> [Using the information]:
[a] From the letter about Colin, list the things the doctors said pointed to a poor prognosis.
[b] Copy word for word the stretch of the letter about Colin from "After returning home, we" through "turn out okay.".

> [Text block]:
_ _ _ _

Sunday, November 8, 2015

November 8 - Dear Nicholas Sparks (Guest Blogger Mary Hambel)

Dear Mr. Sparks,

Our little Colin was diagnosed with CDH inutero at about 21 weeks gestation. After hearing the exciting news that we would be blessed with our second son, the doctor informed us of the problem and sent us directly in for a more detailed ultrasound. Devastated, we then learned that Colin's stomach was occupying the left front area of his chest cavity, with his heart shifted all the way to the right. The doctors informed us that the early appearance of the hernia (before 24 wks gestation), the size of the defect (allowing the entire stomach in the chest), and the significant shift of the heart indicated a poor prognosis. We held on to hope, however, and were happy to hear that no other abnormalities appeared to be present. We knew we would do all we could to give him the best chance we could.

After returning home, we began to do research, with the internet as an invaluable resource. Our care was transferred to St Joseph's and CHOC in Orange, California, both of which have a lot of experience with CDH and the best doctors and medical treatment capability we could have asked for. Being at the right place is so important, both for the treatment for the baby and the support for the parents. A subsequent ultrasound showed the heart structure and function looked normal. At each checkup and ultrasound, I hung onto each word and each vision on the ultrasound screen, searching frantically for more information on the current status of the hernia, the heart and lungs, the fluid level, etc. to the point of almost driving myself crazy trying to look for signs that things would turn out okay.

_ _ _ _

> [Stored data]:
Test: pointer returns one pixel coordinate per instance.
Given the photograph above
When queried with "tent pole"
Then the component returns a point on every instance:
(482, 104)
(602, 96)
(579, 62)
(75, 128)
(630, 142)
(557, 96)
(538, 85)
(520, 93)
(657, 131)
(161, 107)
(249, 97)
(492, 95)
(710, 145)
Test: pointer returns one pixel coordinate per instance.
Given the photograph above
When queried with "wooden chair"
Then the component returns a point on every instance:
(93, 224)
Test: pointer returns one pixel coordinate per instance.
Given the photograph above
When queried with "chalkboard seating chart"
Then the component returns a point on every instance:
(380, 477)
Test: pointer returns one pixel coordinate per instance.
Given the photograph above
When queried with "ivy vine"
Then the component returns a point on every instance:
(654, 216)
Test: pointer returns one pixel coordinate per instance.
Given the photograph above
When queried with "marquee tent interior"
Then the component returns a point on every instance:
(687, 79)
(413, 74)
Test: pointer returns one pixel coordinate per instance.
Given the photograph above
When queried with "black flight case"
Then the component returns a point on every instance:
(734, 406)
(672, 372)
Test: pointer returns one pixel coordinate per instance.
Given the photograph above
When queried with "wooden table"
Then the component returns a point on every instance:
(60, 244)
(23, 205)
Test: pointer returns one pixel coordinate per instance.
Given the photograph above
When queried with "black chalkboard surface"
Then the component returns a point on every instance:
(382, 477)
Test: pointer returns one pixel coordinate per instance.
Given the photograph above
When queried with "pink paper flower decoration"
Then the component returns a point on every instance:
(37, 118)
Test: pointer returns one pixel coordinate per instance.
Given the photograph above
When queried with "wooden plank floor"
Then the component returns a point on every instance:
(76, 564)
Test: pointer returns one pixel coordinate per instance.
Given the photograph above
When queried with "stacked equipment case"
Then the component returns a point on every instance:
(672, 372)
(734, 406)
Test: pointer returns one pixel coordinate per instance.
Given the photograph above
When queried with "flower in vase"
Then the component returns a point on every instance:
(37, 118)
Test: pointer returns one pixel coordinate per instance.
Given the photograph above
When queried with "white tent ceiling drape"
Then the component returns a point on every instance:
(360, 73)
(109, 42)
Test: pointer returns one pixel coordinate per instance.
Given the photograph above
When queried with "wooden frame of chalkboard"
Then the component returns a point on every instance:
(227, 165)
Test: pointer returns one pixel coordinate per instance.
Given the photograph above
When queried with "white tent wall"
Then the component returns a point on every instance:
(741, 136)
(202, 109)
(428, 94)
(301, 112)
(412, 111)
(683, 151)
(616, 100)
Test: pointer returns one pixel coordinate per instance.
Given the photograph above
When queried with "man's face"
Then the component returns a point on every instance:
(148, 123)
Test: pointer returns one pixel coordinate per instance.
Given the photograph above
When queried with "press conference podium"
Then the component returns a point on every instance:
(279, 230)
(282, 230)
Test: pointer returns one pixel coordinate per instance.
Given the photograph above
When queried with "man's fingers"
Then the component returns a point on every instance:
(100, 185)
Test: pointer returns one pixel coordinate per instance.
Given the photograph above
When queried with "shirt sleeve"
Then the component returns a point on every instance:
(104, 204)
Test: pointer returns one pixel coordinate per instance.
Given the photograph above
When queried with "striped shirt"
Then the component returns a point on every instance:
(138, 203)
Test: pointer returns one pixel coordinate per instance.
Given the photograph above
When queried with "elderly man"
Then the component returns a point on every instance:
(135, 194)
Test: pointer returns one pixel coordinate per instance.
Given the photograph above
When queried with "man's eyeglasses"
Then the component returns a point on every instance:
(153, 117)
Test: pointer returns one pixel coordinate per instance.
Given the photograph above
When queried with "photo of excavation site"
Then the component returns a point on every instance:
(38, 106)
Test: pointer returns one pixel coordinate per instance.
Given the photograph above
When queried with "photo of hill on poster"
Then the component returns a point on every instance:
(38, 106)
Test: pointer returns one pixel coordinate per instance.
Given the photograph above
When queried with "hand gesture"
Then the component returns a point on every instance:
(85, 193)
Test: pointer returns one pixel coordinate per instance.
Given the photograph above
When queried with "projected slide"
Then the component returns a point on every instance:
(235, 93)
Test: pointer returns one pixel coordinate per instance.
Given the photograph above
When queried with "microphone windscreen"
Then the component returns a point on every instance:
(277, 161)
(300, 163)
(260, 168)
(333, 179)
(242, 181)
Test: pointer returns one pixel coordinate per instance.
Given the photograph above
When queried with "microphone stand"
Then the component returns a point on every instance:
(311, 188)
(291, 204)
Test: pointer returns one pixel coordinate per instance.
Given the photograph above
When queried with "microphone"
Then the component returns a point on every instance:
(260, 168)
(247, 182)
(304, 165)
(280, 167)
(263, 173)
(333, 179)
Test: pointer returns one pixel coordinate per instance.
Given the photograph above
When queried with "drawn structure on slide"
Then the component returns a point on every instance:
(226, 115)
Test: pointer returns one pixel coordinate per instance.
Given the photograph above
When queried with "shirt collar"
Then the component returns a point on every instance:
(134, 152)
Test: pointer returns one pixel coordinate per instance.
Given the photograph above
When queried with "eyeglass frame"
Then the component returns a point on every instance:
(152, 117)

_ _ _ _

> [Per-task outputs]:
[a]
- The early appearance of the hernia (before 24 wks gestation)
- The size of the defect (allowing the entire stomach in the chest)
- The significant shift of the heart

[b]
After returning home, we began to do research, with the internet as an invaluable resource. Our care was transferred to St Joseph's and CHOC in Orange, California, both of which have a lot of experience with CDH and the best doctors and medical treatment capability we could have asked for. Being at the right place is so important, both for the treatment for the baby and the support for the parents. A subsequent ultrasound showed the heart structure and function looked normal. At each checkup and ultrasound, I hung onto each word and each vision on the ultrasound screen, searching frantically for more information on the current status of the hernia, the heart and lungs, the fluid level, etc. to the point of almost driving myself crazy trying to look for signs that things would turn out okay.